▸ **EXERCISE DIRECTIONS**:
Render these lines as a JSON list of strings, one string per line, skipping any blank lines.

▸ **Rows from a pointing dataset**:

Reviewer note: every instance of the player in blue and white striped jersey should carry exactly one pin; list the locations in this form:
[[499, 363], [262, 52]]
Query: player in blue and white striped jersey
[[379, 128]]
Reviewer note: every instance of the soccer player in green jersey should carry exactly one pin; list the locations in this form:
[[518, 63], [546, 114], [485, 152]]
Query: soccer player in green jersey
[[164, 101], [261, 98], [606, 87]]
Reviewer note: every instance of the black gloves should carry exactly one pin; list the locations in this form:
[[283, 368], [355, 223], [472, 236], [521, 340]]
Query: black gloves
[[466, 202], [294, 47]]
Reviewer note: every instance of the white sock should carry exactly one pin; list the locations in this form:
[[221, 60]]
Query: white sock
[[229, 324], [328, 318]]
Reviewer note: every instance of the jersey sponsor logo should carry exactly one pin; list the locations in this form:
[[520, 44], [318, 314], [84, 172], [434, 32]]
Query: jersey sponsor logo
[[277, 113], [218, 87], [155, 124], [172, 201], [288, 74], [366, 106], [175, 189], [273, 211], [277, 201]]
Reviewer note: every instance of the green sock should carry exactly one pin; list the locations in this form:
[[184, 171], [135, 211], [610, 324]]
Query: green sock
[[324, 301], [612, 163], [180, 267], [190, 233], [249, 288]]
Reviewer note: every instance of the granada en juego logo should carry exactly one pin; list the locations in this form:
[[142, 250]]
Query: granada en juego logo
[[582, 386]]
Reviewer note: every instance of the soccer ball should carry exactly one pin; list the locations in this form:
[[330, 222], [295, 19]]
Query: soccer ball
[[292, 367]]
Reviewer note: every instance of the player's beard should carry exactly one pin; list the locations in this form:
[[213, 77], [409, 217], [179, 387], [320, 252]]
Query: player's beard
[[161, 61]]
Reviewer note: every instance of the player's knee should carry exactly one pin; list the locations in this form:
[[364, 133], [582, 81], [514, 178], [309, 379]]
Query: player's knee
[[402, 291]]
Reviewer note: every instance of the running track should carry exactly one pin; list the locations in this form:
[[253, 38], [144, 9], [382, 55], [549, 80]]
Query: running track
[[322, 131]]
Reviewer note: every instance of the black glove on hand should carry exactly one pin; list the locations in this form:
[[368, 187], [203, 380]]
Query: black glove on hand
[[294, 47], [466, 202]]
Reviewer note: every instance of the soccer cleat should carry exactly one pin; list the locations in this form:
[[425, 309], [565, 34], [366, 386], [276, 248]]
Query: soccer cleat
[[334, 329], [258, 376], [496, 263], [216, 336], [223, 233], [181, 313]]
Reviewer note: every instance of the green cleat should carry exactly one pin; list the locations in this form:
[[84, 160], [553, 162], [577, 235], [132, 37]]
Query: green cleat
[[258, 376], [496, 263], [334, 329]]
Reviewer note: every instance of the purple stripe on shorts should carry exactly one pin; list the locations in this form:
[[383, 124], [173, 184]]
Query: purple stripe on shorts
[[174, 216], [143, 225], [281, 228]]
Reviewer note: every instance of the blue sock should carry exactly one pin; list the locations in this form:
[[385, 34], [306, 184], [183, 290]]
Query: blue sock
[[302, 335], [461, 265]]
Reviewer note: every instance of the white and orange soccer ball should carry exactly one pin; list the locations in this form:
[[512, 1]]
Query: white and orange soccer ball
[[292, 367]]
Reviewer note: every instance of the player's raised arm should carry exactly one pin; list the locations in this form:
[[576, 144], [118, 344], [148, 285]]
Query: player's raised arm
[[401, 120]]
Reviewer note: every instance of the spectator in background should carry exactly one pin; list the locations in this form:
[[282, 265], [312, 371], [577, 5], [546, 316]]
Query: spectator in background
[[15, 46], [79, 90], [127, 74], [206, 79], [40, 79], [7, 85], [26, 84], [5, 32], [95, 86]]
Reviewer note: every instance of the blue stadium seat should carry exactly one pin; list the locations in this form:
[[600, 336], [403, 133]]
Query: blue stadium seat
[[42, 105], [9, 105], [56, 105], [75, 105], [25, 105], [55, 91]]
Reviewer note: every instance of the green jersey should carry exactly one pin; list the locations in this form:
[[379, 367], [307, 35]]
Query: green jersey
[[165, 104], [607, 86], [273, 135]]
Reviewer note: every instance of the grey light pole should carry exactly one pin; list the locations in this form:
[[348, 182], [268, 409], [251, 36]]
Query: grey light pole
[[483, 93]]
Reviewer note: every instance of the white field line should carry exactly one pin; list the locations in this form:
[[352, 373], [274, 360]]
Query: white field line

▸ **EXPECTED OUTPUT**:
[
  "Reviewer note: every instance of the player in blue and white striped jersey should carry exactly one pin; list the locations in this form:",
  "[[499, 363], [262, 52]]",
  "Query: player in blue and white striped jersey",
  "[[379, 128]]",
  "Reviewer note: every instance of the soccer player in green jersey should carry exactly one pin; list the locations in this form:",
  "[[518, 63], [546, 114], [485, 152]]",
  "Query: soccer player in green jersey",
  "[[164, 101], [261, 98], [606, 87]]",
  "Reviewer note: every instance of the black gloves should carry exactly one pin; list the locations in this form:",
  "[[283, 368], [355, 223], [472, 236], [521, 340]]",
  "Query: black gloves",
  "[[466, 202], [294, 47]]",
  "Reviewer note: every instance of the white sock should carry exactly one pin; list the locations in this form:",
  "[[221, 60]]",
  "Query: white sock",
  "[[229, 324], [328, 318]]",
  "Reviewer note: every instance of the jersey sponsor logo should carry exactly one pin; list the locations in this form:",
  "[[520, 44], [318, 314], [84, 172], [434, 32]]",
  "Query: jersey sponsor logo",
  "[[277, 113], [218, 87], [155, 124], [172, 201], [288, 74], [366, 106], [175, 189], [273, 211], [277, 201]]",
  "Reviewer note: every instance of the green sock should carry exactly one pin; list the locations in this form:",
  "[[184, 171], [135, 211], [610, 324]]",
  "Query: green sock",
  "[[324, 301], [612, 163], [180, 267], [190, 233], [249, 288]]",
  "Reviewer note: every instance of the granada en juego logo should carry exactly one pin; list the locations in this form:",
  "[[142, 250]]",
  "Query: granada en juego logo",
  "[[582, 386]]",
  "Reviewer note: every instance of the soccer ball should carry exactly one pin; list the locations in this form:",
  "[[330, 222], [295, 19]]",
  "Query: soccer ball",
  "[[292, 367]]",
  "Reviewer note: every instance of the player's beard should carry exactly one pin; list the locations in this form:",
  "[[213, 77], [409, 217], [179, 387], [320, 252]]",
  "Query: player's beard",
  "[[161, 61]]",
  "Reviewer note: every instance of the player's knee should carry exactly one pin; list the locations in this form:",
  "[[364, 133], [582, 81], [514, 178], [309, 379]]",
  "Query: player's knee",
  "[[402, 291]]",
  "Reviewer note: every instance of the running track should carry exactly one pin; list the locations in this form:",
  "[[253, 38], [144, 9], [382, 55], [549, 80]]",
  "Query: running track",
  "[[322, 131]]",
  "Reviewer note: every instance of the black glove on hand should carry exactly one pin; list the locations in this form:",
  "[[368, 187], [203, 380]]",
  "Query: black glove on hand",
  "[[294, 47], [466, 202]]",
  "Reviewer note: every instance of the soccer cleat should carry exactly one pin; list the locations in this form:",
  "[[425, 309], [565, 34], [366, 386], [276, 248]]",
  "Query: soccer cleat",
  "[[334, 329], [258, 376], [496, 263], [216, 336], [223, 233], [181, 313]]",
  "Reviewer note: every instance of the green cleat should carry exactly one pin; list the locations in this form:",
  "[[84, 160], [553, 162], [577, 235], [132, 37]]",
  "Query: green cleat",
  "[[258, 376], [496, 263], [334, 329]]",
  "Reviewer note: every instance of the purple stripe on shorts should carry exactly one pin; list the locations in this form:",
  "[[383, 124], [173, 184]]",
  "Query: purple stripe on shorts",
  "[[174, 216], [143, 225], [281, 228]]",
  "Reviewer note: every instance of the blue sock should carry exactly one pin; list the locations in this form:",
  "[[385, 34], [306, 184], [183, 290]]",
  "Query: blue sock",
  "[[302, 335], [461, 265]]",
  "Reviewer note: every instance of the white and orange soccer ball should carry exactly one pin; list the locations in this form:",
  "[[512, 1]]",
  "Query: white and orange soccer ball",
  "[[292, 367]]",
  "Reviewer note: every instance of the player's raised arm should carry exactly one pin; list the locations in this form:",
  "[[576, 144], [118, 344], [148, 285]]",
  "Query: player's raised arm",
  "[[401, 120]]",
  "Reviewer note: every instance of the spectator in background should carry exactly one pin; list the locations in this form:",
  "[[282, 265], [312, 371], [577, 5], [546, 316]]",
  "Query: spectator in background",
  "[[15, 46], [79, 90], [127, 74], [206, 79], [40, 79], [7, 85], [26, 84], [5, 32], [95, 86]]",
  "Reviewer note: every instance of the blue stadium seat should carry exactly one pin; list the locations in this form:",
  "[[600, 336], [403, 133]]",
  "Query: blue stadium seat",
  "[[42, 105], [9, 105], [56, 105], [75, 105], [25, 105], [55, 91]]",
  "Reviewer note: every instance of the green jersey should carry exactly one pin; list the locations in this form:",
  "[[379, 367], [307, 35]]",
  "Query: green jersey",
  "[[165, 104], [607, 86], [273, 135]]",
  "Reviewer note: every instance of the grey light pole should carry exactly one pin; list the locations in this form:",
  "[[348, 182], [268, 409], [251, 36]]",
  "Query: grey light pole",
  "[[483, 93]]",
  "Reviewer note: every instance of the white field line should carry exactly one pin; list the locations in this form:",
  "[[352, 373], [274, 360]]",
  "Query: white field line"
]